Reproduce the records below exactly, but only between the lines holding "Thanks for the photo. Could you please mark the gold ring" and "Thanks for the photo. Could you please mark the ear", inclusive.

→ PROVIDED RECORDS
◆ ◆ ◆ ◆ ◆
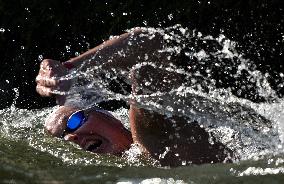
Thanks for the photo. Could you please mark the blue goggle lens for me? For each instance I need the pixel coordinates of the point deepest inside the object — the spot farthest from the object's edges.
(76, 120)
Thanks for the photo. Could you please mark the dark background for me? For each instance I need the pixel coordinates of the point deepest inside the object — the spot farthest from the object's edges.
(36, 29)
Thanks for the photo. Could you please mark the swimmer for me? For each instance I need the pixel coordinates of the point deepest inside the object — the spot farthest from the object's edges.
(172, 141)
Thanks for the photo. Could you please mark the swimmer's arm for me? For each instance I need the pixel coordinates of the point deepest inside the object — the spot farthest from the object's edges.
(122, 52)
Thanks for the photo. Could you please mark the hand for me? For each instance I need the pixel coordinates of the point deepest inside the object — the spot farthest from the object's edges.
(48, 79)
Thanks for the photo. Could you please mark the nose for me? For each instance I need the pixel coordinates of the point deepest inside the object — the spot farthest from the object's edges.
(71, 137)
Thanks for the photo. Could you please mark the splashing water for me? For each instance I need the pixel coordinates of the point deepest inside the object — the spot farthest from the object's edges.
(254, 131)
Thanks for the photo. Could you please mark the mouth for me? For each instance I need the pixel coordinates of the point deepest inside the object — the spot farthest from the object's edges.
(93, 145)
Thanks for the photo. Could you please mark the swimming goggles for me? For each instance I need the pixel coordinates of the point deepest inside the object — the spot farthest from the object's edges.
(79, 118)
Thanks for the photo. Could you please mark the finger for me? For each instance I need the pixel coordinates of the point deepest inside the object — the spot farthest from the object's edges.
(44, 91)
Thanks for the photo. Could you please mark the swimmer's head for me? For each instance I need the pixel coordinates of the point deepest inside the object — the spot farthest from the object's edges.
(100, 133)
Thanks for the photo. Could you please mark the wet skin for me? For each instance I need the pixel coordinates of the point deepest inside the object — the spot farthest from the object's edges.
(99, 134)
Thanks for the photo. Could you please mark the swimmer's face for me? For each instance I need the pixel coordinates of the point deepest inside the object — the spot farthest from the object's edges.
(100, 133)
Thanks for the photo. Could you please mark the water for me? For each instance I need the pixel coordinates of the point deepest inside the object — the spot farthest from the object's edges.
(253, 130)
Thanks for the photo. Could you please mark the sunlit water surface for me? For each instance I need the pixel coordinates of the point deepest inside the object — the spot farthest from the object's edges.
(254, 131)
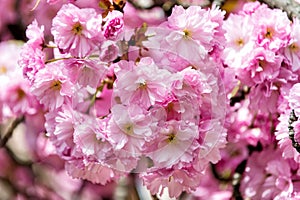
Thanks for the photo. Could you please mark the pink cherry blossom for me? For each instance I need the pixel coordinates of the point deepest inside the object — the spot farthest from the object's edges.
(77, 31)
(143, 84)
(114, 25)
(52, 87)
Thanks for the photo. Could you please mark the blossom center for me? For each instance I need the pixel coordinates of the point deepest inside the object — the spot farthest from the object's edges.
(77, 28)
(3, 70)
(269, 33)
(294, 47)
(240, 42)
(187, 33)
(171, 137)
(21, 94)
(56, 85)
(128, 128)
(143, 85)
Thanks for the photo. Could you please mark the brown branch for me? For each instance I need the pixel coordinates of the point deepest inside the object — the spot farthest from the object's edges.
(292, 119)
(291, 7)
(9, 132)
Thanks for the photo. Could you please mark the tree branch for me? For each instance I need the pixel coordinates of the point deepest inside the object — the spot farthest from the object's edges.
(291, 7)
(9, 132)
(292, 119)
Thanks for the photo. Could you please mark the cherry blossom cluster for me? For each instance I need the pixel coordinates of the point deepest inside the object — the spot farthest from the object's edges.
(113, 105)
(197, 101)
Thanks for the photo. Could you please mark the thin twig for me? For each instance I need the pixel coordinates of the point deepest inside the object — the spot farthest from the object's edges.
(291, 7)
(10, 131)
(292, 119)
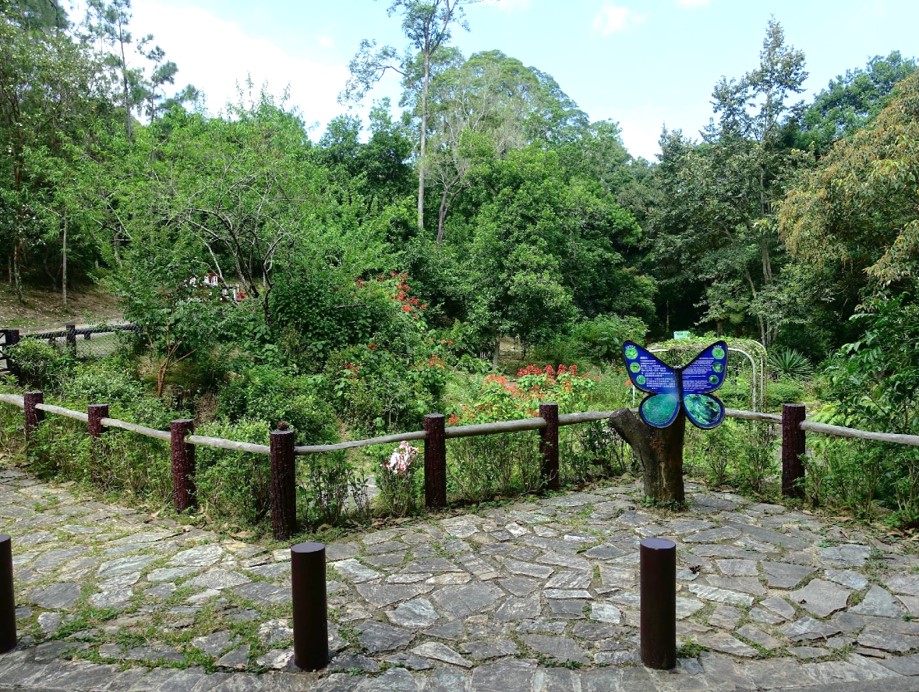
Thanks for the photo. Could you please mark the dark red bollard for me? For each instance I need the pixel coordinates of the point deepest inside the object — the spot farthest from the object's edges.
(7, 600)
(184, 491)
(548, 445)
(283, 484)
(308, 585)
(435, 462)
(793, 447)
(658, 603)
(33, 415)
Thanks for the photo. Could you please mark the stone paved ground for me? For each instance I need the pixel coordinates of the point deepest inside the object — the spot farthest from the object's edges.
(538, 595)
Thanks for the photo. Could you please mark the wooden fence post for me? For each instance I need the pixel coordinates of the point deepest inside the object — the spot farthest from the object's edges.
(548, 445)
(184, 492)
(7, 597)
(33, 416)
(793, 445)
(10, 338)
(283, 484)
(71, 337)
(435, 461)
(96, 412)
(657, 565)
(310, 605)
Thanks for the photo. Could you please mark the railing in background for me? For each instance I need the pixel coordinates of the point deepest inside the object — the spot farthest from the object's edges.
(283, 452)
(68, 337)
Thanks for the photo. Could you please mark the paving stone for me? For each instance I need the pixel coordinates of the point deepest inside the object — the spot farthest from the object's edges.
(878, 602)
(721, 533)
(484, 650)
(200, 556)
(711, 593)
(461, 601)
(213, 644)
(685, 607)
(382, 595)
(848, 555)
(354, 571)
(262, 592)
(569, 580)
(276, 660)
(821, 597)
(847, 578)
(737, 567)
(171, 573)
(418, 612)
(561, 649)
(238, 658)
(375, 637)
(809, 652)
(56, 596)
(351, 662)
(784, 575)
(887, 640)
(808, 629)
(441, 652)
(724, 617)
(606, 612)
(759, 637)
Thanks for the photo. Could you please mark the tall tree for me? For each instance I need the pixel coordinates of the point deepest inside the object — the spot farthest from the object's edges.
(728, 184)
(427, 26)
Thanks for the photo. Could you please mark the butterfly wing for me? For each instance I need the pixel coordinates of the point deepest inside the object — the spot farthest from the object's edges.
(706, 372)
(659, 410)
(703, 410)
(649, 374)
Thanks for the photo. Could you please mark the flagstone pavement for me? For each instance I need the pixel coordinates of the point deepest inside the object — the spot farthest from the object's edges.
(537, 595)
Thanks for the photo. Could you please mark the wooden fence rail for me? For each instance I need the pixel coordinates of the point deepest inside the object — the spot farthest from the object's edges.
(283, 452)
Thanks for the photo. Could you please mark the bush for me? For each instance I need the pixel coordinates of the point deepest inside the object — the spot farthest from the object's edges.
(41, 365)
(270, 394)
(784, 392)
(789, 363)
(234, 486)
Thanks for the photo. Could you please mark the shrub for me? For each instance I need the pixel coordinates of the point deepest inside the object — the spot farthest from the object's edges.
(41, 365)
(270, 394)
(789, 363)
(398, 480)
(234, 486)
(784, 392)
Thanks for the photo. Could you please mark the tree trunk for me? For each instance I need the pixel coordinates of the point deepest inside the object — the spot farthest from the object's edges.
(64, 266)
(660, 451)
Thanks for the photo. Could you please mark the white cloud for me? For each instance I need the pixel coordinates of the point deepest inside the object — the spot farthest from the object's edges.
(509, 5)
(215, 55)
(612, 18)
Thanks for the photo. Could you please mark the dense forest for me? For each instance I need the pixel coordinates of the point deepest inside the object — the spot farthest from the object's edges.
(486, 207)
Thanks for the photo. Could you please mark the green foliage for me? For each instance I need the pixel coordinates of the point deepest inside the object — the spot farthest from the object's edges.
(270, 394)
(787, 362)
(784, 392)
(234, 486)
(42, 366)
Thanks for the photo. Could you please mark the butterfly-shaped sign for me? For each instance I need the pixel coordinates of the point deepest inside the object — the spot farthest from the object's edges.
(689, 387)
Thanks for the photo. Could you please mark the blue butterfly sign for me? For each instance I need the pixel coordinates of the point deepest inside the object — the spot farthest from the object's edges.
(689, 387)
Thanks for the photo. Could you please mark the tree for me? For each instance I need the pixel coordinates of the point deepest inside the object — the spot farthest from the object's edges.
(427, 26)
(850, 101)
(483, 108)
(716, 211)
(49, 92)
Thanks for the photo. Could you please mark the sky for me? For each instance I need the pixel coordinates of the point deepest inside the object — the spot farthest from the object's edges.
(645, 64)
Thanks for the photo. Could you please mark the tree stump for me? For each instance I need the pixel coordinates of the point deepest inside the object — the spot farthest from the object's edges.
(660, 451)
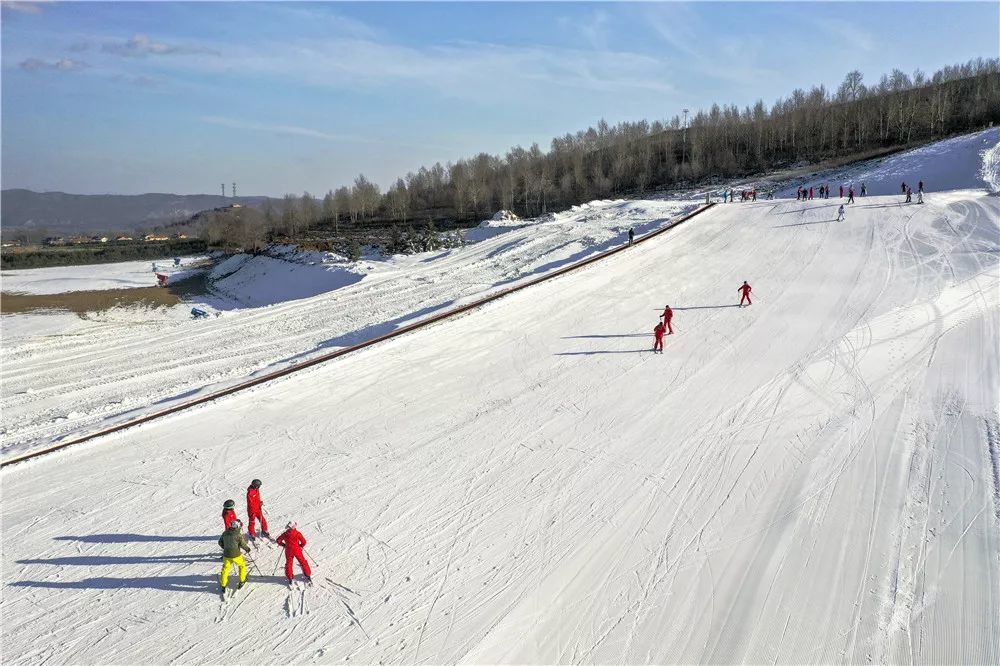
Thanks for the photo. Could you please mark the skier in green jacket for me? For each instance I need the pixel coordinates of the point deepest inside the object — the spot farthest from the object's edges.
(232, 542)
◆ ◆ ◆ ◆ ◆
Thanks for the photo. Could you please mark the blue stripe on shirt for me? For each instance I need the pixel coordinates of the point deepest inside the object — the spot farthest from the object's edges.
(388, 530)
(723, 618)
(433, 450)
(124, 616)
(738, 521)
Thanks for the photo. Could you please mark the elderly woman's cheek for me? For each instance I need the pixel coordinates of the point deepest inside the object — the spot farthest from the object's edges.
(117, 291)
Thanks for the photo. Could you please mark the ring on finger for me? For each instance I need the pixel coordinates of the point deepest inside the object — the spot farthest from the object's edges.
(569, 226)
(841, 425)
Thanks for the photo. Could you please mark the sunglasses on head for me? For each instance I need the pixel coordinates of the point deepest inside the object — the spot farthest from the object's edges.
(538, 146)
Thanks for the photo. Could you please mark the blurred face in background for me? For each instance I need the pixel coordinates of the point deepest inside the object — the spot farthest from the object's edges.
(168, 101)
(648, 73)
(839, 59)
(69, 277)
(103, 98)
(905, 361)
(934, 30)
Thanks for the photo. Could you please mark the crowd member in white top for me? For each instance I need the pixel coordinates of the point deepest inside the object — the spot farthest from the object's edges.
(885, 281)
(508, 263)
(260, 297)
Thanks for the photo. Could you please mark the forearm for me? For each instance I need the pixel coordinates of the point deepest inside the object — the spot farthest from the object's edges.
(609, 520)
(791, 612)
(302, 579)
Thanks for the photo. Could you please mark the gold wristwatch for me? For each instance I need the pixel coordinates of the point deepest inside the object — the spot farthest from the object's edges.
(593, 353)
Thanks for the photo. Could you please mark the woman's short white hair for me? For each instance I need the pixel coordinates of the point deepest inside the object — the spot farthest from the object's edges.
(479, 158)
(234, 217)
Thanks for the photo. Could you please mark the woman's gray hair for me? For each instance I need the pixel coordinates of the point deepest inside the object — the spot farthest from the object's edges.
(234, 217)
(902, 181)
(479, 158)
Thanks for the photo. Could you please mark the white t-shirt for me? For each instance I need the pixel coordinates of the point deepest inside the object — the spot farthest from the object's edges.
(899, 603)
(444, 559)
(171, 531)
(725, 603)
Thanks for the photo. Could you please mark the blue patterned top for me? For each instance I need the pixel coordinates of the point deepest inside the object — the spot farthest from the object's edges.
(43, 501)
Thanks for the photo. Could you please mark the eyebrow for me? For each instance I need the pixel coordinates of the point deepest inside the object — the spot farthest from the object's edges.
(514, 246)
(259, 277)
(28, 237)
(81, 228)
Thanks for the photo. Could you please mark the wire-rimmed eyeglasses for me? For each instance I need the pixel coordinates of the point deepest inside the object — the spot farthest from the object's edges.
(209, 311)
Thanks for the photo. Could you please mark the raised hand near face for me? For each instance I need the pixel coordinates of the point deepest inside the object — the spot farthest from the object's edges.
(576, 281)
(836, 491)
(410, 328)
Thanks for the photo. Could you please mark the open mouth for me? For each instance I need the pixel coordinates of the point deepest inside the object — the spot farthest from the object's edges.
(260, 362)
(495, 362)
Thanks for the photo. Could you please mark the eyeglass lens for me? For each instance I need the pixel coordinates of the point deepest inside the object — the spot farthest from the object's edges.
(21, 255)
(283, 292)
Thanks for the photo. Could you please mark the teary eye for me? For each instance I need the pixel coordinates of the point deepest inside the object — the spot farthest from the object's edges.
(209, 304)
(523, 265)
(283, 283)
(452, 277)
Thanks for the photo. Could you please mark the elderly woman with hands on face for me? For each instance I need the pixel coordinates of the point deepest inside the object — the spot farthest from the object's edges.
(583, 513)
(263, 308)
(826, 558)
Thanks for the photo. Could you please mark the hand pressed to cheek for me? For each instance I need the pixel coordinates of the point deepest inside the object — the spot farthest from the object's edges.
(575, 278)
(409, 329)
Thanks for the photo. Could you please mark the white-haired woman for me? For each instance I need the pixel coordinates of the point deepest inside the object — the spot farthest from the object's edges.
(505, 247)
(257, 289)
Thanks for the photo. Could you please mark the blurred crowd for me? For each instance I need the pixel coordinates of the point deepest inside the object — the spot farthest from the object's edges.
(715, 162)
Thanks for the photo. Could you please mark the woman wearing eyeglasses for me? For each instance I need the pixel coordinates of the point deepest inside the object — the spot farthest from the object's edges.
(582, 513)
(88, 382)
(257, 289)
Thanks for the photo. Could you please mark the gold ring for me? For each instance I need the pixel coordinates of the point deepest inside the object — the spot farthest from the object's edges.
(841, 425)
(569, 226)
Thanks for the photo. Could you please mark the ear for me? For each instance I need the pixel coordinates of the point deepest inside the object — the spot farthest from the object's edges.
◆ ◆ ◆ ◆ ◆
→ ANSWER SPACE
Thanks for the photo. Could you please mark the gold ring for me? For each instance I need the pixel coordinates of the point deepest inside the object — the spot farthest from the object's edges.
(841, 425)
(569, 226)
Thanks for the photo. Could you please mark the ear for me? For each instance I need the pixel coordinates of the point deepest inside the object — the spot farthest from the object's edges.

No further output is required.